— Material for this exercise —
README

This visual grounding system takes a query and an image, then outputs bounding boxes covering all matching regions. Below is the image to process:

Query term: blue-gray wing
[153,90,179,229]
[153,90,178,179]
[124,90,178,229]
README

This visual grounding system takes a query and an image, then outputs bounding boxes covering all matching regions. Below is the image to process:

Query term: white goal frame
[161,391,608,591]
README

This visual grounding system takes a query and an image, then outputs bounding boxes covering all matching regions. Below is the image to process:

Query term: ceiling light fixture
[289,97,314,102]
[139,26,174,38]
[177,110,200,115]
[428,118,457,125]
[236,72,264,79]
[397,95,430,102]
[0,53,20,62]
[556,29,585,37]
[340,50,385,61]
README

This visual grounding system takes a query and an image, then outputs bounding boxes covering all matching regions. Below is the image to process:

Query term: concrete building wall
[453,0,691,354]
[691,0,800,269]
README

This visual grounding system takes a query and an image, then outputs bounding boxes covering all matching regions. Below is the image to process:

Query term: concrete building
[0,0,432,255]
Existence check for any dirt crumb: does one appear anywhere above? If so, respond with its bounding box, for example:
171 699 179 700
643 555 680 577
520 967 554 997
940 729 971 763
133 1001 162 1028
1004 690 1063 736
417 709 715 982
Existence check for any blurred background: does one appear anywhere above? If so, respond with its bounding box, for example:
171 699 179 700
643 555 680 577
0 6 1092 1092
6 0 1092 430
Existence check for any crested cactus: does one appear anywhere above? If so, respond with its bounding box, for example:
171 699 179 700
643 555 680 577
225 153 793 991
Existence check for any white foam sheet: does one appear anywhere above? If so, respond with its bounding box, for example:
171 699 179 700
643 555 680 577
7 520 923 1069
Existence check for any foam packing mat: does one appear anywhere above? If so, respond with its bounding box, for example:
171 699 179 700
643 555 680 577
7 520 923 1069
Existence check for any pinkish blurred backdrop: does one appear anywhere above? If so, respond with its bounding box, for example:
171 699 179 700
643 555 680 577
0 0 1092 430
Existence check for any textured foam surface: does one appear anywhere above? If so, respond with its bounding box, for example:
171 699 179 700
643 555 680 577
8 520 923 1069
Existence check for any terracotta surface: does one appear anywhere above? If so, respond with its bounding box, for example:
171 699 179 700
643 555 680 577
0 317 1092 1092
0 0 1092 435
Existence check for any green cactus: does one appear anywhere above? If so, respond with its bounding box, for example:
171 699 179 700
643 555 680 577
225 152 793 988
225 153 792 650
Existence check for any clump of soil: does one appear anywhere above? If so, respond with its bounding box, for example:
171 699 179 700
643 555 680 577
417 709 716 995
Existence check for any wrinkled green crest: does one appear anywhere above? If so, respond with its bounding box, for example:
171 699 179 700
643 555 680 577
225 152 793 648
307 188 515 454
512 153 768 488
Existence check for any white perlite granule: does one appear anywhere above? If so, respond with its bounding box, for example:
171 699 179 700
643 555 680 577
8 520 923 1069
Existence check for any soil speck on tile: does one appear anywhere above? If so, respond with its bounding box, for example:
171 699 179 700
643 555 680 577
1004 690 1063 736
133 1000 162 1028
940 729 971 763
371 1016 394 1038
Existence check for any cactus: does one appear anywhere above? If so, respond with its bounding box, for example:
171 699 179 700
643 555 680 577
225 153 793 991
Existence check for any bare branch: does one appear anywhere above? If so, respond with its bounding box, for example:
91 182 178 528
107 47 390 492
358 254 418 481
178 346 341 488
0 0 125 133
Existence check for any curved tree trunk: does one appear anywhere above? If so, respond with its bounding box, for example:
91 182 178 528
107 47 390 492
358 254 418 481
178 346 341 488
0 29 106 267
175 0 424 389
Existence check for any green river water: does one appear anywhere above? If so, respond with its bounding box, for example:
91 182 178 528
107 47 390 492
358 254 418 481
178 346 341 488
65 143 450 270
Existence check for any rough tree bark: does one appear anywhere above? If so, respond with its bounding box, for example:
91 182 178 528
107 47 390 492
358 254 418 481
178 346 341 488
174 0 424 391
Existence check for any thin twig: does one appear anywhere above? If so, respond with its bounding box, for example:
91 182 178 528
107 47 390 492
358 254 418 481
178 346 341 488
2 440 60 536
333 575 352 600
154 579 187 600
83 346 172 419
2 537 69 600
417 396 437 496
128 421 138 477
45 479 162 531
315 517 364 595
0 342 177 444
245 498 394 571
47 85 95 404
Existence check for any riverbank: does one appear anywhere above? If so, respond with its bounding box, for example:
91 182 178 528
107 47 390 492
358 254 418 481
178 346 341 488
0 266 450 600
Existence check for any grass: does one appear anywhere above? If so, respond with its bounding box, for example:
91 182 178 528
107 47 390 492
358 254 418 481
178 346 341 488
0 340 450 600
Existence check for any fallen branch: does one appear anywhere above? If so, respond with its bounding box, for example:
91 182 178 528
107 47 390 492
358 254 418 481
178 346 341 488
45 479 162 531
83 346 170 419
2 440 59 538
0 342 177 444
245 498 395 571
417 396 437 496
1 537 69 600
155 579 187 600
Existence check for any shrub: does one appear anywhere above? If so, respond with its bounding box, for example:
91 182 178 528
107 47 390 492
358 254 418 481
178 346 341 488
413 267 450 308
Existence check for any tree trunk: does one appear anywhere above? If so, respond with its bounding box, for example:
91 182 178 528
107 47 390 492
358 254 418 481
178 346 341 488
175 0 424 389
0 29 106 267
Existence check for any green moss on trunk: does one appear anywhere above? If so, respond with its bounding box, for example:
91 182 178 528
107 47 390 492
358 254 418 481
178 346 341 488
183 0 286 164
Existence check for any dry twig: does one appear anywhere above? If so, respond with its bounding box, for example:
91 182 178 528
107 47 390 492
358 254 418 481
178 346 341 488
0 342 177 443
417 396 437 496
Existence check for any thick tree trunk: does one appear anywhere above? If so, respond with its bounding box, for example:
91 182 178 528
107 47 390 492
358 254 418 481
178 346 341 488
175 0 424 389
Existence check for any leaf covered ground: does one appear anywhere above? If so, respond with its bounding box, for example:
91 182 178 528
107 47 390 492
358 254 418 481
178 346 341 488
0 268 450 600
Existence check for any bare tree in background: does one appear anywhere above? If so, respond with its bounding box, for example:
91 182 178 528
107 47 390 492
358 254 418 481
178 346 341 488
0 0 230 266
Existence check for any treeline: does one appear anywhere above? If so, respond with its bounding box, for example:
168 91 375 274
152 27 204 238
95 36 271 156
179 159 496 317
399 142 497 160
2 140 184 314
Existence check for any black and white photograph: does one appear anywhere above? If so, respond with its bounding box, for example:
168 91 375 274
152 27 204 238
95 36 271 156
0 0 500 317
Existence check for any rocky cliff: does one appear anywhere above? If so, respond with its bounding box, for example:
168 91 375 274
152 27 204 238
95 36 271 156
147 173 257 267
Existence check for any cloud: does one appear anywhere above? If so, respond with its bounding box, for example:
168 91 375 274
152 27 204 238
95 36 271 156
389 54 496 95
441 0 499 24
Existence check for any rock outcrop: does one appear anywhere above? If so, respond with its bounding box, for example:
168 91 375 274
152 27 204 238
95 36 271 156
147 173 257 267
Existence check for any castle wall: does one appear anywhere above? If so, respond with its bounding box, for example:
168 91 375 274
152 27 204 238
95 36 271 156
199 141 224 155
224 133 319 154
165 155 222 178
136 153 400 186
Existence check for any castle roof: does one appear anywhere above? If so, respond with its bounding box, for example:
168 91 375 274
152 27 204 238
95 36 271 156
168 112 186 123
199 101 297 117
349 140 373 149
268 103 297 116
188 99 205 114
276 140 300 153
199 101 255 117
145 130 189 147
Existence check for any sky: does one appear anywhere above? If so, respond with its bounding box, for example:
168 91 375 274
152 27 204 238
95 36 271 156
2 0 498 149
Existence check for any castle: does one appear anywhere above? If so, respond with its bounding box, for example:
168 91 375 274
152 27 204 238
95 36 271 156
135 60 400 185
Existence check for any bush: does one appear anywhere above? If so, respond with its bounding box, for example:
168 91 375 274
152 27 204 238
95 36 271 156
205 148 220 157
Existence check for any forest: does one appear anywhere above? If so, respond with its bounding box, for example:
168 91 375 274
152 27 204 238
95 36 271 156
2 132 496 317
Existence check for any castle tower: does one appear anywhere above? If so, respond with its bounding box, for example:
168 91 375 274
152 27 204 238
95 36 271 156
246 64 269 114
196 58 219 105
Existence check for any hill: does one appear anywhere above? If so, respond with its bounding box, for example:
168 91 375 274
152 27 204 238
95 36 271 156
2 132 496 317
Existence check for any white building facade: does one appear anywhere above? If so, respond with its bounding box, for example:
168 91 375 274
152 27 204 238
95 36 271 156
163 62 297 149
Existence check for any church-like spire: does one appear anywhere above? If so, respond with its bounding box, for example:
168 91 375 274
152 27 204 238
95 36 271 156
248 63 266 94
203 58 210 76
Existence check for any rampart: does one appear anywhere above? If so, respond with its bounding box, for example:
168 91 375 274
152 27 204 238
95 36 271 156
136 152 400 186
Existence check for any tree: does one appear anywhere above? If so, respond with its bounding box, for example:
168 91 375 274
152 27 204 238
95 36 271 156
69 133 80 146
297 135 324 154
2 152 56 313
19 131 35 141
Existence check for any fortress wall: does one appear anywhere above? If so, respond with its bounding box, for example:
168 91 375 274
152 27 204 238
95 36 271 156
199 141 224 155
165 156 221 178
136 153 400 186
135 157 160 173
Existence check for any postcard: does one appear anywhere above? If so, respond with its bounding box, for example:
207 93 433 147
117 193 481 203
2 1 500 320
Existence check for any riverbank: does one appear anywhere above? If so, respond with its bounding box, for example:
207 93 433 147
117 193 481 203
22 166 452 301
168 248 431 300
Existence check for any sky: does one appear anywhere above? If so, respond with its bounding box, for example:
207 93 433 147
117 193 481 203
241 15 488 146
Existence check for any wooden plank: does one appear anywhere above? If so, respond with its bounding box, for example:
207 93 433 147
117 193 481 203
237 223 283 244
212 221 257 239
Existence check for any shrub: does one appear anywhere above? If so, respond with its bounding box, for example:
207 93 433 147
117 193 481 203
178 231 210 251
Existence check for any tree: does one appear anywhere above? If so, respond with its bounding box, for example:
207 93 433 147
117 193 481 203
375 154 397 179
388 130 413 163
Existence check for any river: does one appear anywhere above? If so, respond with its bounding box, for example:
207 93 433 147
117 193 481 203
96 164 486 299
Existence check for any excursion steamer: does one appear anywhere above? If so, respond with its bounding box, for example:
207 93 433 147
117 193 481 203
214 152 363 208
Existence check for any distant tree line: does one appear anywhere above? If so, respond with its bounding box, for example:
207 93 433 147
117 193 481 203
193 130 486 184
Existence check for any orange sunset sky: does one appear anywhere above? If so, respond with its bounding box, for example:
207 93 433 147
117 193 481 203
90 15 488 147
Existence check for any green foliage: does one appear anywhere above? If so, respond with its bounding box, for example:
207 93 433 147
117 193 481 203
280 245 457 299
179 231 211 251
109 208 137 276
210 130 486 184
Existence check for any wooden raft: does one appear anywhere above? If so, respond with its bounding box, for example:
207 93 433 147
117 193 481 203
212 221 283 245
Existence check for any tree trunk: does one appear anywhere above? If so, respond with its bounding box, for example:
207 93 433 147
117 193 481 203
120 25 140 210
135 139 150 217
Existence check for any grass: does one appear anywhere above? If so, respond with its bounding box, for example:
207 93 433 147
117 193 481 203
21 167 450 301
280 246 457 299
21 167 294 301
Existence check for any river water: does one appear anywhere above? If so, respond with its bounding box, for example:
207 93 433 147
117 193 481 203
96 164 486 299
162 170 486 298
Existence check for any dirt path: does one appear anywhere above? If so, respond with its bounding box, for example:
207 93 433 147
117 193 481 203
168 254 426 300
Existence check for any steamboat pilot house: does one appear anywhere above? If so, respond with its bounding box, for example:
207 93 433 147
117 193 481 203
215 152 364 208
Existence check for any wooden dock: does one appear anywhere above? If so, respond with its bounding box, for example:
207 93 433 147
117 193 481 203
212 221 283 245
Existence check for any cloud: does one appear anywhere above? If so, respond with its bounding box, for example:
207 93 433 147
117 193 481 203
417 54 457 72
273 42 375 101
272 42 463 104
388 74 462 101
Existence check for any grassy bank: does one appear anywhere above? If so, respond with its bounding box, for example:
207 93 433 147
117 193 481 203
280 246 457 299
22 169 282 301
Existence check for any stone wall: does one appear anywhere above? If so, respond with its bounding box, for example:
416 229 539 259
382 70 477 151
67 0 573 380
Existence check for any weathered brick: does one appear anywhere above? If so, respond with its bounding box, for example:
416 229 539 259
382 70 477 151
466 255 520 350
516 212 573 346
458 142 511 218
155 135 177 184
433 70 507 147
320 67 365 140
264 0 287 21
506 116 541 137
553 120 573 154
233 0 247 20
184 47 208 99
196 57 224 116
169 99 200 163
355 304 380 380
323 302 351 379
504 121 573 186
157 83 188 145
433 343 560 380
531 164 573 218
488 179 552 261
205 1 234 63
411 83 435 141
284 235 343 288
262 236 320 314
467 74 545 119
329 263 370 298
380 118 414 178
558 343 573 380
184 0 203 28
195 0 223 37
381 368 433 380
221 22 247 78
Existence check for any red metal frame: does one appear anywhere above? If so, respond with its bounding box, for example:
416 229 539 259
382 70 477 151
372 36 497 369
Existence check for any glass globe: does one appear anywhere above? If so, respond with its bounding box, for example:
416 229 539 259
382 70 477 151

— What you need to do —
Revise the part of the material above that opens with the line containing "Existence check for any leaf" and closes with the line containing "2 140 184 314". Replace "bare tree" with "leafless tree", leave everything else unchanged, and give only those lines.

— Task response —
Existence check for any leaf covered ground: does one appear anywhere above? If so, respond with its bounding box, for example:
91 182 178 528
107 47 390 492
358 254 418 481
178 346 341 488
0 268 450 600
Existence check for any leafless tree in background: does one appear anywhere above? If so, respond with its bounding box, for example:
91 182 178 528
107 47 390 492
358 254 418 481
178 346 341 488
0 0 230 266
Existence check for any treeline: does one appear anywhere above? If so, respond with its bounding box, for example:
168 91 375 274
152 27 204 238
95 36 271 156
179 159 496 317
399 142 497 160
2 140 184 314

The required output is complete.